§ Dataset entries:
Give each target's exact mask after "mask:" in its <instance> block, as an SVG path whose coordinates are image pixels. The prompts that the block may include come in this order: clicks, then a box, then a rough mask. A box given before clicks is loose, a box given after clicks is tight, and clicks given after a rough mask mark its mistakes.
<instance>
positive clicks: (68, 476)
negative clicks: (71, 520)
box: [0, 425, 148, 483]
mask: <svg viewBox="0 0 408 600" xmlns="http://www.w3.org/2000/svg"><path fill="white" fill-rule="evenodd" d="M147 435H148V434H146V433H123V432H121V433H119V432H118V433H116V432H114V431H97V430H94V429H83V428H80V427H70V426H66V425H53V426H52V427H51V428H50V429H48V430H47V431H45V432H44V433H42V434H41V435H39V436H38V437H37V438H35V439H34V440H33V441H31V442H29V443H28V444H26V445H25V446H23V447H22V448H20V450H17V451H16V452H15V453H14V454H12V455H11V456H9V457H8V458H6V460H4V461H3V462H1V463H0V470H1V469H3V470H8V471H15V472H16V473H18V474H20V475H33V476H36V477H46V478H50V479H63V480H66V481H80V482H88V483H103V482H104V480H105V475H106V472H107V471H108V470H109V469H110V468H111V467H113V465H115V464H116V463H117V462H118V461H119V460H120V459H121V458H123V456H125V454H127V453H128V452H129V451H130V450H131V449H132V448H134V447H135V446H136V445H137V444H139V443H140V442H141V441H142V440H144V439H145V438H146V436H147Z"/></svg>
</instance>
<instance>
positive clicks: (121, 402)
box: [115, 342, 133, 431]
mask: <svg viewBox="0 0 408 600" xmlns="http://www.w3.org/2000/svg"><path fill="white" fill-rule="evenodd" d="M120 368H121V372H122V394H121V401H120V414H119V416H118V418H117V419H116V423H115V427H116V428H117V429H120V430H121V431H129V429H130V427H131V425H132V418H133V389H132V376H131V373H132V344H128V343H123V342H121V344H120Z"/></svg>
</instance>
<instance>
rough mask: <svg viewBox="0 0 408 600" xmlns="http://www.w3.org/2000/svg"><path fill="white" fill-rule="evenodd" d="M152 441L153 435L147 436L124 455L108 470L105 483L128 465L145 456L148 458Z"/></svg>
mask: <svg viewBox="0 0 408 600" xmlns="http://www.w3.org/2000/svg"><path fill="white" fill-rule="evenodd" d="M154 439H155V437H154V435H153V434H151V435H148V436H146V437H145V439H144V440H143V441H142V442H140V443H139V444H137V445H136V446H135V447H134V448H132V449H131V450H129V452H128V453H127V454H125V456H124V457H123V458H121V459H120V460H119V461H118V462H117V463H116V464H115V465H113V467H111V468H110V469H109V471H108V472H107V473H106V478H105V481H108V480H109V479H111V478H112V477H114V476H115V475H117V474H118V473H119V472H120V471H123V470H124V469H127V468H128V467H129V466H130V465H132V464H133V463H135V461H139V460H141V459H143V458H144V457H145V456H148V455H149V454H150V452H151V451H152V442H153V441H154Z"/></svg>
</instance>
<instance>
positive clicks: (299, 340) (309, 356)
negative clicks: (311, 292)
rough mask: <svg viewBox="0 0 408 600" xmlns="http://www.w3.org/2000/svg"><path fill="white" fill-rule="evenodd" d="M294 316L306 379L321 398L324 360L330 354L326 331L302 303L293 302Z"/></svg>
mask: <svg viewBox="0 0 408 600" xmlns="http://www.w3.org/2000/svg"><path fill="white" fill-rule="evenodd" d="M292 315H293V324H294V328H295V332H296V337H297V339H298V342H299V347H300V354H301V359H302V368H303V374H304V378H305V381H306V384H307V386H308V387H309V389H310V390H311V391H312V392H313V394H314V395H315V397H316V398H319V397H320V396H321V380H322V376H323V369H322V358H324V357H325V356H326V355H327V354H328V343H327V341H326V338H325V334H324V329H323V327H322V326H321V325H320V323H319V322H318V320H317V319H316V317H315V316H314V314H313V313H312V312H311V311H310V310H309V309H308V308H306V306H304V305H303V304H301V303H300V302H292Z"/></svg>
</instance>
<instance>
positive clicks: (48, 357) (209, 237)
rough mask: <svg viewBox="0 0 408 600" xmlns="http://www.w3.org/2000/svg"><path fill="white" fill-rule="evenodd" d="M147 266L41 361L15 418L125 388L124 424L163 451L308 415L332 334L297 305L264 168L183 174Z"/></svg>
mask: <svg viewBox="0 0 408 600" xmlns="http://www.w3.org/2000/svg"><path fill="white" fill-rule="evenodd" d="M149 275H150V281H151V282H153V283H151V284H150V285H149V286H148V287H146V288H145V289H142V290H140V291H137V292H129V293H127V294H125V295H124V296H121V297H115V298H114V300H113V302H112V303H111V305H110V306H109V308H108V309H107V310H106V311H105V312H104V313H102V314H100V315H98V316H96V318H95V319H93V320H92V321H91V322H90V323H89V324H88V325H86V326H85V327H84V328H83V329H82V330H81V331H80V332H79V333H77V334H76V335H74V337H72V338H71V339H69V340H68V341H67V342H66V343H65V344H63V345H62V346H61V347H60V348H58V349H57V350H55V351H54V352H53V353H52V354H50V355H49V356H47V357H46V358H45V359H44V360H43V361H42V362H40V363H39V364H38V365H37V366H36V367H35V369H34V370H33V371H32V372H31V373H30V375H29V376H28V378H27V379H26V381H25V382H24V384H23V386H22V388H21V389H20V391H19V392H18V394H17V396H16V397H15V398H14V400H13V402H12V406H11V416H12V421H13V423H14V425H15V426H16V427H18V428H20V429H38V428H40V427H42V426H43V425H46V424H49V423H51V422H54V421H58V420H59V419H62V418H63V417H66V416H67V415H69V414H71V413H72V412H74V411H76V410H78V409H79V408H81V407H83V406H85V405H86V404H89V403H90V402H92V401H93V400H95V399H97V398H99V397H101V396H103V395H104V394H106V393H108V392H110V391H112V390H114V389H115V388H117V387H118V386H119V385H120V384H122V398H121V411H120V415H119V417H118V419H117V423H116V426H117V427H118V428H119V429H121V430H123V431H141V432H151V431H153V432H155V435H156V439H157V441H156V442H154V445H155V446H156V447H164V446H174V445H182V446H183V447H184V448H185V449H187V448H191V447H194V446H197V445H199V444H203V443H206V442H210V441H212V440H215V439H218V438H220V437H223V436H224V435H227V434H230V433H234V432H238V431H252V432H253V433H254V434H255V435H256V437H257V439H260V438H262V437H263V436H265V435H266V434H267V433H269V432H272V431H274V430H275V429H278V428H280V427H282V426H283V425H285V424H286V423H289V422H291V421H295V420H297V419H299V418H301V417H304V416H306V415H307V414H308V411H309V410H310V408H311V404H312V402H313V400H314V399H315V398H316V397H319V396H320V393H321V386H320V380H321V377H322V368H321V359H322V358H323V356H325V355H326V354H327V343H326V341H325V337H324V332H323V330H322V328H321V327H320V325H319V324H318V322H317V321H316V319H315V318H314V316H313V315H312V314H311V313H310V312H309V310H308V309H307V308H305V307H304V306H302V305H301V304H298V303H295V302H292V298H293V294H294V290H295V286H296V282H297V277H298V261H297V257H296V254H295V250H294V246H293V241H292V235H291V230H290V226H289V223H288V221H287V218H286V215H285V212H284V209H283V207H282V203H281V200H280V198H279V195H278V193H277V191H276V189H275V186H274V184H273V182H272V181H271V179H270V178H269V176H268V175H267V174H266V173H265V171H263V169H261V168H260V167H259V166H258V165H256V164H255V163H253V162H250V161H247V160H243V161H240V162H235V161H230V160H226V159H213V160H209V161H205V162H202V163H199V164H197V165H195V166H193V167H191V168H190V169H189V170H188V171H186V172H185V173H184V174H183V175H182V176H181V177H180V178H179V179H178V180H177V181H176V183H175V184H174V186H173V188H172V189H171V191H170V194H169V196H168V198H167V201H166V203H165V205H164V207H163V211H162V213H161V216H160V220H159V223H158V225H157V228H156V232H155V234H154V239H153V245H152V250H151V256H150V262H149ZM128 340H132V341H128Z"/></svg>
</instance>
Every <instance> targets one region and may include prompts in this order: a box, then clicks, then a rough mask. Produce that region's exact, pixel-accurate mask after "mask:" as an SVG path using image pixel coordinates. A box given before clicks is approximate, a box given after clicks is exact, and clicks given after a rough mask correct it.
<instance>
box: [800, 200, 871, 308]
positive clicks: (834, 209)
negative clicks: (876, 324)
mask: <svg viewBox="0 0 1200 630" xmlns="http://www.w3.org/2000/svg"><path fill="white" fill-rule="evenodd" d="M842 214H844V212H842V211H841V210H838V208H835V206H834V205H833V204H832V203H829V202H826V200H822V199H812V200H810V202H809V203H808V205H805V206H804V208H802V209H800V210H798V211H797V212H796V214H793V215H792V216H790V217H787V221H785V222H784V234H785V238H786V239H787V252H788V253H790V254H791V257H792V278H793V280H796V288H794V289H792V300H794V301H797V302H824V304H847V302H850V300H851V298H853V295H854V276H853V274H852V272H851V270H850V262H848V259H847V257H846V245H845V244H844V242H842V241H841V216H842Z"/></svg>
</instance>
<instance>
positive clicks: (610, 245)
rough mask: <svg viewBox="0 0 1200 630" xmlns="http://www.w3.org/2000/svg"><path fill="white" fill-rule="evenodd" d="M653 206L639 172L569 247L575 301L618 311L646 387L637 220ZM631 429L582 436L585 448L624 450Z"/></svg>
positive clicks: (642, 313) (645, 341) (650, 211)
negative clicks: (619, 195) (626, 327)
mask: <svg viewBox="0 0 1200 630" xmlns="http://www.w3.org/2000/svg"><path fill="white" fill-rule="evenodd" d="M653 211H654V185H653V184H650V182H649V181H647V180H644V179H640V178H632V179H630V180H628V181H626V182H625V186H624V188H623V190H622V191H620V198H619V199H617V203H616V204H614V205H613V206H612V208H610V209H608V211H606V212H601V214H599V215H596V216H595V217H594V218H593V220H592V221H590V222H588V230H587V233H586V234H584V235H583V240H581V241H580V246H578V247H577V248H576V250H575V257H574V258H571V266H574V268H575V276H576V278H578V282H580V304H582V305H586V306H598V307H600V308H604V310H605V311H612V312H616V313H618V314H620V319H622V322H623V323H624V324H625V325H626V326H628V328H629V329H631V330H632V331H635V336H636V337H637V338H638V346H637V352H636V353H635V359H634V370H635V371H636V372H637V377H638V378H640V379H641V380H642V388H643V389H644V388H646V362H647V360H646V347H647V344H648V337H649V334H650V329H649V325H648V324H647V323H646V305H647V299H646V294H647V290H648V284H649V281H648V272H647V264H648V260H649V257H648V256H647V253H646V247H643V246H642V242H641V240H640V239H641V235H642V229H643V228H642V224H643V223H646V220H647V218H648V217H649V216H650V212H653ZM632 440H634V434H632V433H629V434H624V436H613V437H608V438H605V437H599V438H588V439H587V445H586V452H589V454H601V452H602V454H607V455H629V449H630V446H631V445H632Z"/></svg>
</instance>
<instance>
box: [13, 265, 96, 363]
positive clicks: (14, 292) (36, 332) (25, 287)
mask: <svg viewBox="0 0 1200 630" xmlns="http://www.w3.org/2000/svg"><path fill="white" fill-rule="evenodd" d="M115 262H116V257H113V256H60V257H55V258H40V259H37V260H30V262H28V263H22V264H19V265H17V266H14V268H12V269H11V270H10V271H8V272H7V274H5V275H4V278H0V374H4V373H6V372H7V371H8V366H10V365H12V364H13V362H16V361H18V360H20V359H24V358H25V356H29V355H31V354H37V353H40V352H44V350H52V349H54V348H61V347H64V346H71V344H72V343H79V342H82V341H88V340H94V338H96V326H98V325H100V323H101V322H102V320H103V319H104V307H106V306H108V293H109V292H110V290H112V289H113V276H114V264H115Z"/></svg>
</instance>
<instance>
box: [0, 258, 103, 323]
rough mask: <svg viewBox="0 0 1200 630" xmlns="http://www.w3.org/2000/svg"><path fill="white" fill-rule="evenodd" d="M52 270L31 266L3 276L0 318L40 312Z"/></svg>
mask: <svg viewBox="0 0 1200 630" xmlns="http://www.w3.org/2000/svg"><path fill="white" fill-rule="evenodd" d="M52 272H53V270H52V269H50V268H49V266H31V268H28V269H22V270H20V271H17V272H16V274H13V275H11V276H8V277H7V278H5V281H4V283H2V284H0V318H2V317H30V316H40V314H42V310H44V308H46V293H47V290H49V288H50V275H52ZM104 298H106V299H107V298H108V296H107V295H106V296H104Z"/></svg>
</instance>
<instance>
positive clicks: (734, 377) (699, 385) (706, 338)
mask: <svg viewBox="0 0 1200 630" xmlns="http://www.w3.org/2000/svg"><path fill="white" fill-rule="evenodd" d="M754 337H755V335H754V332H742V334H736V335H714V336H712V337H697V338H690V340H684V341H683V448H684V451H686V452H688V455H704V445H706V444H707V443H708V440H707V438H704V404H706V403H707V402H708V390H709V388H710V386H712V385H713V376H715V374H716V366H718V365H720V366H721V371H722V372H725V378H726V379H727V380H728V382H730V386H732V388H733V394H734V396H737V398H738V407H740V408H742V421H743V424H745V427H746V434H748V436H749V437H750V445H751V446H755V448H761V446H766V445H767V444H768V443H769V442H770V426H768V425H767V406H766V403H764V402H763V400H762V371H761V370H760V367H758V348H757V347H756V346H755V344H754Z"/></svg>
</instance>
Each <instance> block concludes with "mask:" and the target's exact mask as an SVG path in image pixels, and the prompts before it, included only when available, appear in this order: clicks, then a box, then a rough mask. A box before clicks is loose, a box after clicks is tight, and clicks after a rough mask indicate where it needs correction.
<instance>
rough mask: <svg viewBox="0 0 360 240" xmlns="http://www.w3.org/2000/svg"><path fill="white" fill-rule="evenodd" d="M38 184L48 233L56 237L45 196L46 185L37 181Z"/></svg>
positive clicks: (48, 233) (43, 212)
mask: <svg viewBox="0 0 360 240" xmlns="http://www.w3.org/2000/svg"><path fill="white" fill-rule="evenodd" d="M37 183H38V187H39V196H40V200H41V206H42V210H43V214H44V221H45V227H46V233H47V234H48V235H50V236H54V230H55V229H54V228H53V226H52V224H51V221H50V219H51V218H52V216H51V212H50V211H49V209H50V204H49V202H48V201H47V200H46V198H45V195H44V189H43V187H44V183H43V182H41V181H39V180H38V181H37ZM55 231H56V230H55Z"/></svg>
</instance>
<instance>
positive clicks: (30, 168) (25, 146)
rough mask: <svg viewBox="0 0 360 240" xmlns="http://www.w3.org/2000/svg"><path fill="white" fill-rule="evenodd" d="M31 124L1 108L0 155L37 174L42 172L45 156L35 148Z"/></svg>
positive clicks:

§ Problem statement:
Word for word, restate the data above from its first line down to and including the line with "negative clicks: (71, 520)".

§ Solution:
Give each target's exact mask after "mask:" in its <instance> block, as an SVG path whose coordinates are image pixels. The prompts that the block may include come in this order: clicks, then a box, then a rough mask. A box given before clicks is loose, a box given after clicks is tight, and clicks given after a rough mask mark its mistakes.
<instance>
positive clicks: (68, 476)
negative clicks: (71, 520)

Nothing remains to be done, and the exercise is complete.